This moment was monumental! Knowing a piece is beautiful, and knowing it will look great in your home are wonderful things. But looking at a piece and knowing exactly where it should go felt so holy to me. So, unearthing. So big girl. It felt like this seismic shift in my soul. I had just gone from knowing something was beautiful to knowing where that beautiful something should go. I called Philly to make sure we could afford it. He said we could. They wrapped it in the same kind of paper that painting had been wrapped up in for me years earlier. I picked up the bag and placed it under my arm like I had years earlier. And I felt the same excitement and joy that I had assured myself I’d never allow my heart to feel again. But, a couple little cardinals were obliterating a lie.
I loved the cheer camp but all I could think about was getting home. When I arrived, I paid no attention to anything else packed in my car but that bag that held my artwork. I went straight to the kitchen with them and as I unwrapped each piece and sat them on my kitchen counter my pulse quickened. I laid the pieces out below where they would hang, and there was no denying. They were perfect. I hung them and stood back from the counter. If I hadn’t been so happy, I would have cried. The piece of me that had broken off, that I would have thought had gone missing by now, came rushing back to its place. It extricated the lie. And it would not be the last time.

▸ Rows from a pointing dataset

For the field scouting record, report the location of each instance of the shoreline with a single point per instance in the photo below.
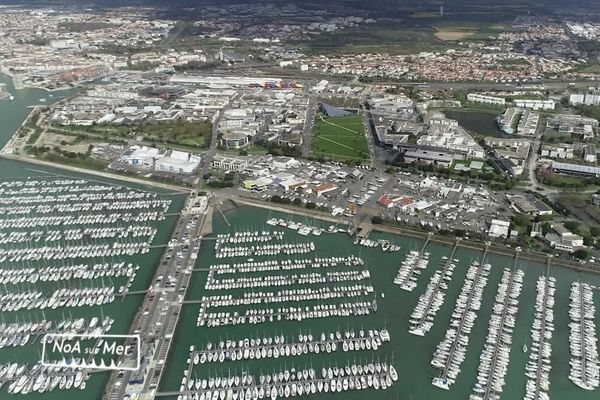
(465, 243)
(92, 172)
(18, 85)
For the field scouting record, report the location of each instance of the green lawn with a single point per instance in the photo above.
(193, 134)
(340, 138)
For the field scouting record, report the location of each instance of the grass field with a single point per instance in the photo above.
(340, 138)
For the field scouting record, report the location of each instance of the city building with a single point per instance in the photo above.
(575, 169)
(499, 229)
(479, 98)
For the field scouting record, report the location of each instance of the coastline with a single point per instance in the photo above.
(18, 85)
(465, 243)
(102, 174)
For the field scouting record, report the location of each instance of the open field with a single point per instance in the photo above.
(454, 34)
(340, 138)
(184, 133)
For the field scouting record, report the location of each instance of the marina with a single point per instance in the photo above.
(112, 246)
(246, 335)
(539, 365)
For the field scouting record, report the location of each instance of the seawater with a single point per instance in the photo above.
(12, 115)
(411, 355)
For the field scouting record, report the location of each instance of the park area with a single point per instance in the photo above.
(340, 138)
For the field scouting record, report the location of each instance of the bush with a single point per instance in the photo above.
(582, 254)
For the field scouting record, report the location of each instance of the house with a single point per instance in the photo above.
(562, 239)
(385, 201)
(499, 229)
(324, 188)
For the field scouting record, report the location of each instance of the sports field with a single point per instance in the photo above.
(340, 138)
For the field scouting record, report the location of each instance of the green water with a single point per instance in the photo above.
(480, 123)
(410, 354)
(12, 114)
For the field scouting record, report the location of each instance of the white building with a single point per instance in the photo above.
(535, 104)
(480, 98)
(499, 229)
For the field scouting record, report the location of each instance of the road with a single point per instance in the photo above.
(309, 124)
(157, 319)
(531, 164)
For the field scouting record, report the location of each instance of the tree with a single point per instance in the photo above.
(546, 228)
(572, 225)
(582, 254)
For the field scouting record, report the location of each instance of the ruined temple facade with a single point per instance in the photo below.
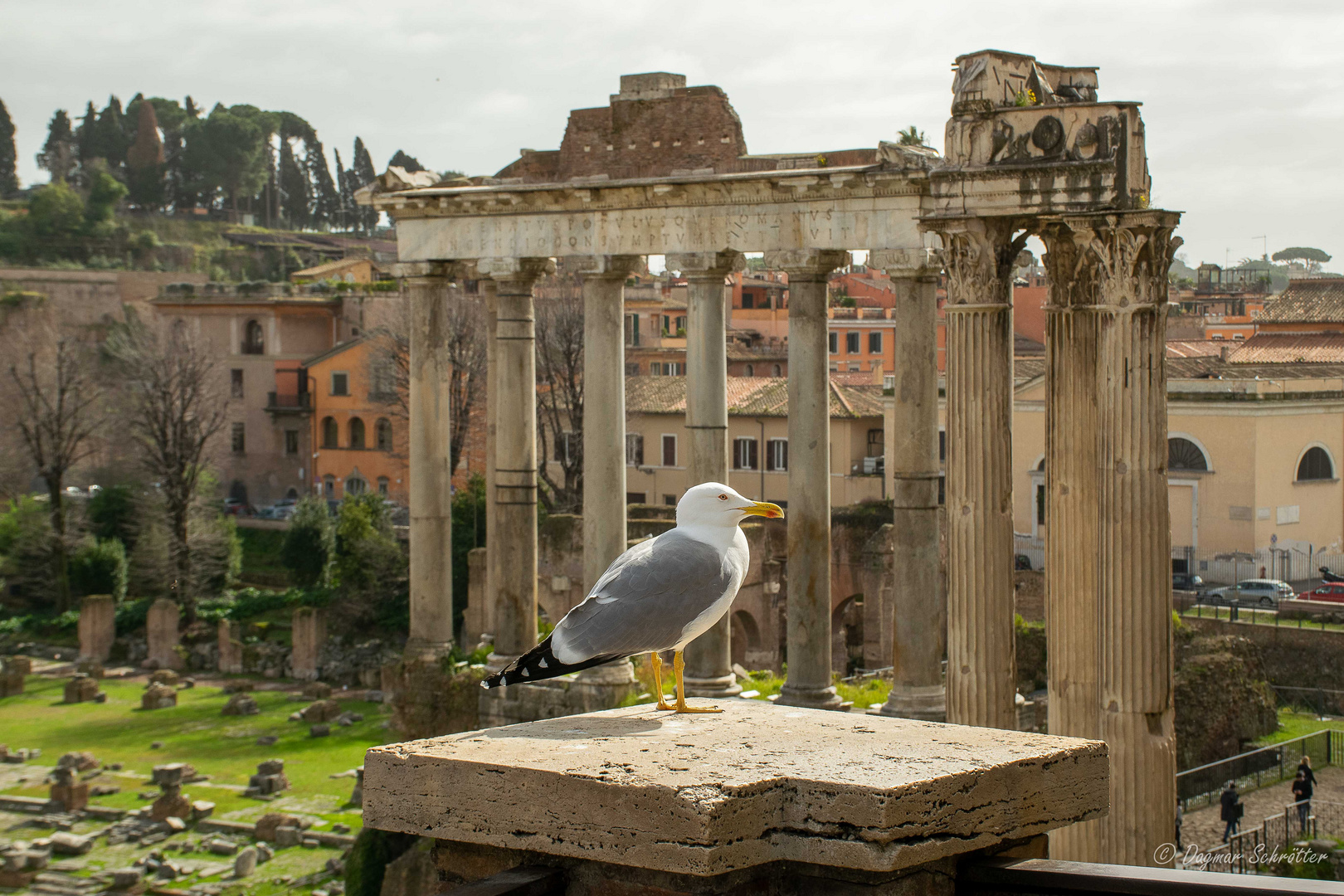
(663, 169)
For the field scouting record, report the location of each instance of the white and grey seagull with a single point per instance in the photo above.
(659, 596)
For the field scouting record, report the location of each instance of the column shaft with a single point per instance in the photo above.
(981, 674)
(514, 489)
(912, 438)
(810, 488)
(431, 496)
(1135, 578)
(604, 425)
(709, 659)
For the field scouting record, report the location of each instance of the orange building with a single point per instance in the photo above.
(359, 429)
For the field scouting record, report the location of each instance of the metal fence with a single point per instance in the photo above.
(1200, 786)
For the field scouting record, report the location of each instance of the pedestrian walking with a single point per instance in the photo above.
(1231, 809)
(1303, 796)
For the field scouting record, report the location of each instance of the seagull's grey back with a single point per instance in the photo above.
(647, 598)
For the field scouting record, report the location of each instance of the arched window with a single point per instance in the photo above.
(253, 340)
(1185, 455)
(1315, 465)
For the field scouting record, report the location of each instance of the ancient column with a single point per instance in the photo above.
(431, 473)
(912, 437)
(981, 674)
(604, 429)
(1131, 254)
(1071, 599)
(808, 683)
(709, 659)
(514, 488)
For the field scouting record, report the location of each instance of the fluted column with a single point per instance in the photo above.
(917, 689)
(1073, 624)
(981, 663)
(431, 477)
(1131, 254)
(604, 429)
(514, 489)
(808, 683)
(709, 659)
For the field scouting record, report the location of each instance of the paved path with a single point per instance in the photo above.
(1205, 828)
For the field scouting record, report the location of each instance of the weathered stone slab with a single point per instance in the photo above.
(97, 626)
(717, 793)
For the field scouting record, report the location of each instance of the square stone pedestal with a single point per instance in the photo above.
(756, 796)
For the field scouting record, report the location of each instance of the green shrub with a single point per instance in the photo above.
(309, 543)
(99, 566)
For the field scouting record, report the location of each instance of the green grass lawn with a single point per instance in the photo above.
(1293, 723)
(194, 731)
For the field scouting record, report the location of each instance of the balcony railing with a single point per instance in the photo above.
(290, 402)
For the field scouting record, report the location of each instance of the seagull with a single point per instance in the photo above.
(659, 596)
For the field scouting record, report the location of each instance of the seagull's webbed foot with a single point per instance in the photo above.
(678, 666)
(657, 681)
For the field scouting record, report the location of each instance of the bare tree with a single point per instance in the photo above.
(58, 410)
(559, 402)
(388, 373)
(177, 405)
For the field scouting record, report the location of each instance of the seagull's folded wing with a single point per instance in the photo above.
(644, 601)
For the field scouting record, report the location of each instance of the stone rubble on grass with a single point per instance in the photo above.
(241, 704)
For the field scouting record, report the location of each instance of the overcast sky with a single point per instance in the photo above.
(1244, 100)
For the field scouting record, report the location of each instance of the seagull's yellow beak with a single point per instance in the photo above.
(763, 508)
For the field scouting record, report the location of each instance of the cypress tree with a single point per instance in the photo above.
(362, 173)
(8, 155)
(296, 199)
(58, 153)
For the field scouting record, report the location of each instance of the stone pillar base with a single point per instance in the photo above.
(714, 688)
(812, 699)
(926, 704)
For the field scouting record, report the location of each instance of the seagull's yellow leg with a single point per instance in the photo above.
(678, 666)
(657, 680)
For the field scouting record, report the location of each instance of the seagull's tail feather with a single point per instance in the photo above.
(538, 664)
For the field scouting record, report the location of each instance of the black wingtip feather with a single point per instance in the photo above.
(539, 664)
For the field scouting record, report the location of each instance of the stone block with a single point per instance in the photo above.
(158, 696)
(320, 711)
(230, 649)
(754, 785)
(81, 688)
(67, 844)
(245, 863)
(270, 822)
(308, 635)
(169, 805)
(73, 796)
(241, 704)
(97, 626)
(162, 631)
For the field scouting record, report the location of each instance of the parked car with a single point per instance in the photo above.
(1265, 592)
(1187, 582)
(1328, 592)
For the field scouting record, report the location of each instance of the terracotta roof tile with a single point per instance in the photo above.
(1307, 301)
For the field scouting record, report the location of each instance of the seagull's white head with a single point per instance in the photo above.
(718, 505)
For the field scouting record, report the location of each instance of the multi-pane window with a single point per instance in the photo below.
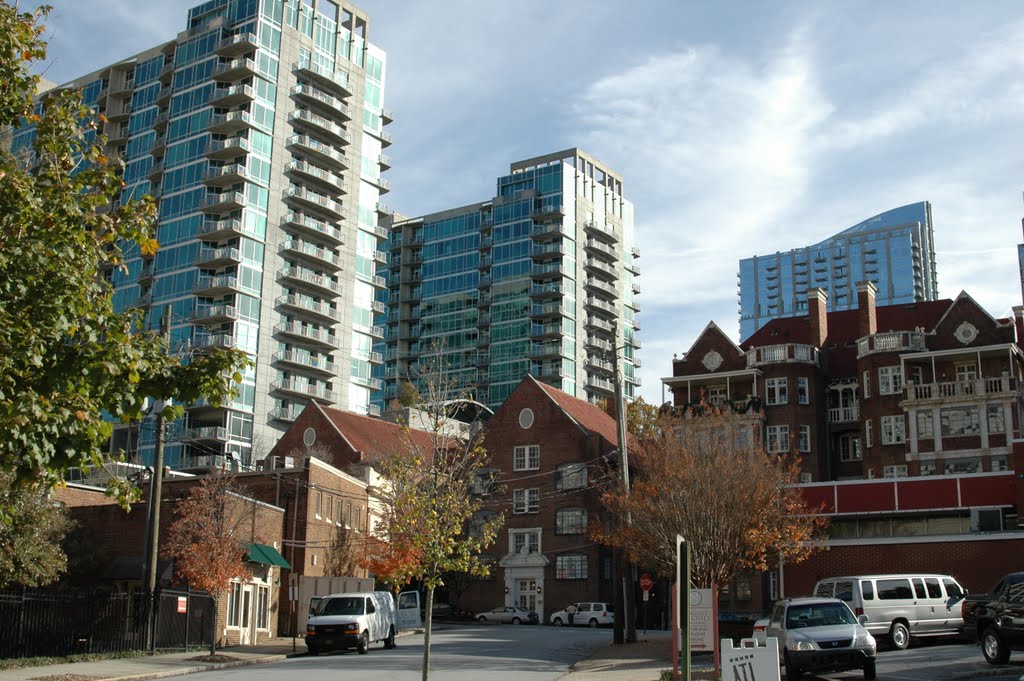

▸ Direction
Rewrite the artwork passage from "I loved the" up to and including "the last time.", with "heartbeat" in place of "pulse". The data has nothing to do with the text.

▸ Exercise response
I loved the cheer camp but all I could think about was getting home. When I arrived, I paid no attention to anything else packed in my car but that bag that held my artwork. I went straight to the kitchen with them and as I unwrapped each piece and sat them on my kitchen counter my heartbeat quickened. I laid the pieces out below where they would hang, and there was no denying. They were perfect. I hung them and stood back from the counter. If I hadn’t been so happy, I would have cried. The piece of me that had broken off, that I would have thought had gone missing by now, came rushing back to its place. It extricated the lie. And it would not be the last time.